# [WHAT IS REQUIRED]
Return the data that follows exactly. Include every line.

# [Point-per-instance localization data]
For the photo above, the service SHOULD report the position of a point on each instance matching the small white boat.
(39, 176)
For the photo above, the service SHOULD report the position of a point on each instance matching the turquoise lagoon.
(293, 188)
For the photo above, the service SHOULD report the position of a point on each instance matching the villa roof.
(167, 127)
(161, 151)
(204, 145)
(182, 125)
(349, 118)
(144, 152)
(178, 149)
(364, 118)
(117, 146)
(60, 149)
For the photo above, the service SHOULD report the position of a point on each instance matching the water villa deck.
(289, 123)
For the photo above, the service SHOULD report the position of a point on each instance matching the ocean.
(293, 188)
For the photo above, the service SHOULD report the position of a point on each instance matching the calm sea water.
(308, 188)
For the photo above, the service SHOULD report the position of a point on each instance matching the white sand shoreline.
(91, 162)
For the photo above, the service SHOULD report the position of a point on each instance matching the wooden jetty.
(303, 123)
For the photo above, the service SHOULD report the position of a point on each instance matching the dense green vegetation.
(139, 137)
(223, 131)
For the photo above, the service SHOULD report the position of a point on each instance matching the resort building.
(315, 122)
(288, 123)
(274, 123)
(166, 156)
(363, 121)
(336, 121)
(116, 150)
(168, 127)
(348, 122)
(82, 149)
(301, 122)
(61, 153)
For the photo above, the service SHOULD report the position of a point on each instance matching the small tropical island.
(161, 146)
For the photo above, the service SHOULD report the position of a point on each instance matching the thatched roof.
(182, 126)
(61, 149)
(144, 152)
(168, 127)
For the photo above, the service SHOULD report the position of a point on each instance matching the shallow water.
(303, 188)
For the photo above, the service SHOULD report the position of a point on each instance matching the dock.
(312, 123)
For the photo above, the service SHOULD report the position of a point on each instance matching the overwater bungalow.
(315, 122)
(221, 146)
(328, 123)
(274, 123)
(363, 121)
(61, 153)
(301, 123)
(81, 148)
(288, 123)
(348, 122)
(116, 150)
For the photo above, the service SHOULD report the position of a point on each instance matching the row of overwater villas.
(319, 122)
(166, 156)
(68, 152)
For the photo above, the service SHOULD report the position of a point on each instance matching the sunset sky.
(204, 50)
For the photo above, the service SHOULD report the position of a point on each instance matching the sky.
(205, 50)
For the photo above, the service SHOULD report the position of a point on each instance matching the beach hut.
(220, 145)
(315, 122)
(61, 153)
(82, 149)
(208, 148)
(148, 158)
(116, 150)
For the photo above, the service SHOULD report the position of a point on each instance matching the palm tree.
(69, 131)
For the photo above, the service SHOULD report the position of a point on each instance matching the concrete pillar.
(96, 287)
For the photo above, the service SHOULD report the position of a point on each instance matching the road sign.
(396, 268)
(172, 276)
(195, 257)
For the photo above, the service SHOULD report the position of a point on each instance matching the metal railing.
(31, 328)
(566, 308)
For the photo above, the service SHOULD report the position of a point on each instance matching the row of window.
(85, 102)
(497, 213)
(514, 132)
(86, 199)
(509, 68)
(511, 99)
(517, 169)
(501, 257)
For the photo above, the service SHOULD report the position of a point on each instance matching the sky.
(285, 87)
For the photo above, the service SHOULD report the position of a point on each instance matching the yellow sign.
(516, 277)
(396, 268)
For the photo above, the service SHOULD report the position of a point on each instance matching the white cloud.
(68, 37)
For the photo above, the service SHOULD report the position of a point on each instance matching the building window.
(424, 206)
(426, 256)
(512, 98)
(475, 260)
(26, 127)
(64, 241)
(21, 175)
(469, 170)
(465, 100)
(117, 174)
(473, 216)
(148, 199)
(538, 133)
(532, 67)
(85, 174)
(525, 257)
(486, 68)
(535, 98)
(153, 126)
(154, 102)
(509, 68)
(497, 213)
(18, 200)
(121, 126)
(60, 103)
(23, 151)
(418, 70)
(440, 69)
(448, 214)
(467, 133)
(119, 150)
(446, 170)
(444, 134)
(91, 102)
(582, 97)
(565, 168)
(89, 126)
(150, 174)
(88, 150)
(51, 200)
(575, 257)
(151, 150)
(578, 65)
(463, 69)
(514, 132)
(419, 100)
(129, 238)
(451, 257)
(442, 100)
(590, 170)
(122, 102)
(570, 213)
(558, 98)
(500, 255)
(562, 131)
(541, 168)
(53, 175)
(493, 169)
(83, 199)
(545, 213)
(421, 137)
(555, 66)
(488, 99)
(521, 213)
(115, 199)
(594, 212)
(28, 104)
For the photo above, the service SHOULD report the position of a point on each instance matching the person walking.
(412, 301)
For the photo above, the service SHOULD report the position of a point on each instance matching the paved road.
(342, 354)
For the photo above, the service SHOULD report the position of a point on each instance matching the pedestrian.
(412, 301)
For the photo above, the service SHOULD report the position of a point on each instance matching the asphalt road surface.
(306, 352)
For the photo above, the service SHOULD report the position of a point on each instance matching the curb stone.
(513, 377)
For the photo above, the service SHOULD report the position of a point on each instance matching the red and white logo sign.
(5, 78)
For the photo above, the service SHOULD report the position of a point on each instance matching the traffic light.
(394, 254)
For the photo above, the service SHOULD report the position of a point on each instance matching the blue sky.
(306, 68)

# [ANSWER AREA]
For the photo above, the service SHOULD report the position of a point on each instance matching the small white boat.
(39, 176)
For the photo above, the service SHOULD report the position of a point on each instance matching the turquoise lagoon.
(293, 188)
For the photo above, the service SHOULD report the position of a point on each instance matching the villa roof.
(167, 127)
(161, 151)
(204, 145)
(182, 125)
(349, 118)
(144, 152)
(178, 149)
(364, 118)
(117, 146)
(60, 149)
For the photo above, the service SHOULD report the position of a point on each instance matching the water villa deck.
(289, 123)
For the photo above, the service SHOULD report the position of a point on each instance matching the ocean.
(293, 188)
For the photo above, the service SHOULD report the position of a point on each instance matching the calm sea water.
(308, 188)
For the photo above, the service SHOULD report the position of a point on each instance matching the white sand shoreline.
(91, 162)
For the photo above, the service SHOULD report the position of a point on each instance matching the wooden jetty.
(303, 123)
For the photo above, the service SHOULD report the position of a point on each instance matching the dense green vegetation.
(139, 137)
(223, 131)
For the photo above, the service SHOULD report the position of a point on each instance matching the resort building.
(315, 122)
(288, 123)
(274, 123)
(166, 156)
(363, 121)
(336, 121)
(116, 150)
(168, 127)
(348, 122)
(82, 149)
(301, 122)
(61, 153)
For the photo above, the service SHOULD report the position of a point on each instance matching the small tropical island.
(161, 146)
For the photo above, the service SHOULD report the position of a point on each instance matching the thatched roof.
(182, 126)
(61, 149)
(144, 152)
(168, 127)
For the photo above, the service SHOULD report the position of a point on each instance matching the shallow water.
(303, 188)
For the photo above, the service SHOULD report the position of a point on each instance matching the dock.
(312, 123)
For the photo above, the service SHOULD report the position of a point on each instance matching the overwater bungalow.
(315, 122)
(221, 146)
(328, 123)
(274, 123)
(363, 121)
(61, 153)
(301, 123)
(81, 148)
(288, 123)
(348, 122)
(116, 150)
For the photo above, the service SHOULD report the position of a point on each instance matching the row of overwater villas.
(319, 122)
(166, 156)
(68, 152)
For the photo above, the service SHOULD report the position of a point on each instance matching the sunset sky.
(204, 50)
For the photo above, the service SHOULD report the position of a point on each instance matching the sky.
(205, 50)
For the photo above, the service SHOULD report the position of a point on each instance matching the beach hut.
(220, 145)
(315, 122)
(61, 153)
(82, 149)
(208, 148)
(148, 158)
(116, 150)
For the photo above, the service SHOULD report the position of a point on each instance matching the palm tree.
(69, 131)
For the photo above, the service SHOULD report the position of a point on each instance matching the concrete pillar.
(96, 287)
For the photo above, the service SHOULD report the position of a point on each instance matching the road sign.
(396, 268)
(172, 276)
(195, 257)
For the photo above, the service SHOULD report the position of a point on each instance matching the metal railing.
(31, 328)
(566, 308)
For the photo above, the service SHOULD report the position of a point on each instance matching the row of window.
(85, 102)
(497, 213)
(514, 132)
(86, 199)
(509, 68)
(511, 99)
(517, 169)
(501, 257)
For the photo above, the service SHOULD report the position of a point on each instance matching the sky.
(285, 87)
For the photo above, the service SHOULD report the position of a point on each instance matching the yellow sign.
(516, 277)
(396, 268)
For the photo above, the service SHOULD report the position of a point on each instance matching the white cloud.
(68, 37)
For the photo above, the service SHOULD report the position of a point on each instance matching the building window.
(424, 206)
(426, 256)
(512, 98)
(475, 260)
(26, 127)
(64, 241)
(21, 175)
(469, 170)
(465, 100)
(117, 174)
(473, 216)
(148, 199)
(538, 133)
(532, 67)
(85, 174)
(525, 257)
(486, 68)
(535, 98)
(153, 126)
(154, 102)
(509, 68)
(497, 213)
(18, 200)
(121, 126)
(60, 103)
(23, 151)
(418, 70)
(440, 69)
(448, 214)
(467, 133)
(119, 150)
(446, 170)
(444, 134)
(91, 102)
(582, 97)
(565, 168)
(89, 126)
(150, 174)
(88, 150)
(51, 200)
(575, 257)
(151, 150)
(578, 65)
(463, 69)
(514, 132)
(419, 100)
(129, 238)
(451, 257)
(442, 100)
(590, 170)
(122, 102)
(570, 213)
(558, 98)
(500, 255)
(562, 131)
(541, 168)
(53, 175)
(493, 169)
(83, 199)
(545, 213)
(421, 137)
(555, 66)
(488, 99)
(521, 213)
(115, 199)
(594, 212)
(28, 104)
For the photo above, the service SHOULD report the position of a point on each instance matching the person walking.
(412, 301)
For the photo above, the service SHOULD report the position of a point on each instance matching the paved road.
(342, 354)
For the photo above, the service SHOULD report the position of a point on each instance matching the pedestrian.
(412, 301)
For the photo above, the service SHOULD report the position of a point on each instance matching the asphalt road surface.
(306, 352)
For the photo above, the service SHOULD report the position of a point on each instance matching the curb stone.
(513, 377)
For the photo above, the service SHOULD report the position of a point on each instance matching the red and white logo sign.
(5, 78)
For the photo above, the service SHOULD report the position of a point on each instance matching the traffic light.
(394, 254)
For the photo above, the service SHOULD report the position of a point on each instance matching the blue sky.
(306, 68)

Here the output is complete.